What you have to do: Report each line below that carries the word "Target".

[Records from a data collection]
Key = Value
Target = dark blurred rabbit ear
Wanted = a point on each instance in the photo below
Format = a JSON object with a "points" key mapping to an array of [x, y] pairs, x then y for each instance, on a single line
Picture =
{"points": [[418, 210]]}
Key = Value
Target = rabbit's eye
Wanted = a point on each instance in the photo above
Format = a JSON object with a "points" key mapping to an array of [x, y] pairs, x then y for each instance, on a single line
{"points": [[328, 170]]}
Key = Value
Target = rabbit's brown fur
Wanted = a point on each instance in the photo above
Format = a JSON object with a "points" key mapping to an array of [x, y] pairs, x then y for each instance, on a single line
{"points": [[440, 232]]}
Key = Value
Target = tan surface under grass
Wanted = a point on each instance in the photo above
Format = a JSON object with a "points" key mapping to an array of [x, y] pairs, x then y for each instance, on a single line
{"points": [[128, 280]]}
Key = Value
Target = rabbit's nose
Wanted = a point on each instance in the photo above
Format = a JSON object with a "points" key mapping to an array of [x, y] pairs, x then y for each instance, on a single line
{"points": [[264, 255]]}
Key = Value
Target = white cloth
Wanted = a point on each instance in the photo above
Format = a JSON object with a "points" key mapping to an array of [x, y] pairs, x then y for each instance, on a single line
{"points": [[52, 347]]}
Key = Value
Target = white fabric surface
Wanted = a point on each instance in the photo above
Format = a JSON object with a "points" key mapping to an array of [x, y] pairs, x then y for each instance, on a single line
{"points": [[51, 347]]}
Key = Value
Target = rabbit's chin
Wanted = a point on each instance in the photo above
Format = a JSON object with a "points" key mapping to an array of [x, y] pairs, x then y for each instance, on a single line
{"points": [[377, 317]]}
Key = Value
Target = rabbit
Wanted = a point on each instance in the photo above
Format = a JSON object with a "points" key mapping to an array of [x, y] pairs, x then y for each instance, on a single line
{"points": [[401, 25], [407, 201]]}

Completed task:
Target = dark blurred rabbit ear
Target = rabbit's eye
Target = rabbit's brown fur
Target = tan surface under grass
Target = rabbit's nose
Target = white cloth
Target = white fabric surface
Target = rabbit's chin
Target = rabbit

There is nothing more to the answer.